What the task requires
Each line below should be written out again without any change.

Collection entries

=== Begin Enclosure ===

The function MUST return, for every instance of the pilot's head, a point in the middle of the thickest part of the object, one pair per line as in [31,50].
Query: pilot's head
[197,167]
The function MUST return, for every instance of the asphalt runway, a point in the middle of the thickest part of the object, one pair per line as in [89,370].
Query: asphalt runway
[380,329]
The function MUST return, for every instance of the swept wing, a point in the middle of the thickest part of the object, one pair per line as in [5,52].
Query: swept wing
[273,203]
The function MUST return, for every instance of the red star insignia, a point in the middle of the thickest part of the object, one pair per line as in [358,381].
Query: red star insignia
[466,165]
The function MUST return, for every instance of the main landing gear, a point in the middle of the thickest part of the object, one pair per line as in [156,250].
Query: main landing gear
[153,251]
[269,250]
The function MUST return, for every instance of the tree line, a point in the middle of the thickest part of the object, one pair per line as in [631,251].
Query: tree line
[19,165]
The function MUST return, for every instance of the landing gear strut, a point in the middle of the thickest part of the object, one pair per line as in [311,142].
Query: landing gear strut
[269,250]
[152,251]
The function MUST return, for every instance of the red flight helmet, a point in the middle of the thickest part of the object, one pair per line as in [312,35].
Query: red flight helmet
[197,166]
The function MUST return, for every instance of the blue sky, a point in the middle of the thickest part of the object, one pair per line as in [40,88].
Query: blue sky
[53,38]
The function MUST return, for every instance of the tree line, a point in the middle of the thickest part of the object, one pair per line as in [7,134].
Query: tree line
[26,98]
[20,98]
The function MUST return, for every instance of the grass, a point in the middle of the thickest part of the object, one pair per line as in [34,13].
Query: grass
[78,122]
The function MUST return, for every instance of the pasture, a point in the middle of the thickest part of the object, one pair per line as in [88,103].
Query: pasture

=== End Enclosure ===

Output below
The function MUST return, for every instance of the pilot's head, a point in the middle of the thickest part of the object, one pair per line as in [31,50].
Query: pilot's head
[197,167]
The function MUST return, for every instance of the asphalt runway, a point in the middle of the thickest part of the object, one pair per line as in [89,370].
Query: asphalt runway
[380,329]
The function MUST return, for every instance of the swept wing, a point in the middle of the thickest part of the object, one pair per line as in [5,52].
Query: swept wing
[273,203]
The function MUST return, for every instance of the red star insignia, a point in the middle of the thickest part of the object, one pair per line as in [358,381].
Query: red star insignia
[466,165]
The function MUST return, for every instance of the main landing gear, a point in the middle of the thickest part of the object, one pair per line as in [156,250].
Query: main landing gear
[153,251]
[269,250]
The function MUST return, for every instance of the tree line, a point in the middle of the thickest part of the object, one pair per line as in [631,251].
Query: tree line
[19,165]
The function MUST return, for every instance of the landing gear strut, a point in the middle of the thickest part of the object, one pair per line as in [311,142].
Query: landing gear strut
[269,250]
[152,251]
The function MUST return, for every instance of the red flight helmet, a point in the middle of the thickest part of the object, one pair per line as in [312,35].
Query: red flight helmet
[197,166]
The function MUST return, for every instance of the blue sky, a point in the middle of the thickest part of the object, one pair per line as in [40,88].
Query: blue sky
[53,38]
The function MUST return, for every instance of the tree line, a point in the middle of the thickest part of the object, one pair per line as in [7,134].
Query: tree line
[26,98]
[20,98]
The function MUST return, for every instance of the grass, a point in the middle of the thickest part of the object, one pair per line as in [34,13].
Query: grass
[78,122]
The function MUST return, for every instance of the pasture, a point in the middle of the thickest part of the object, one pair per line as in [88,103].
Query: pasture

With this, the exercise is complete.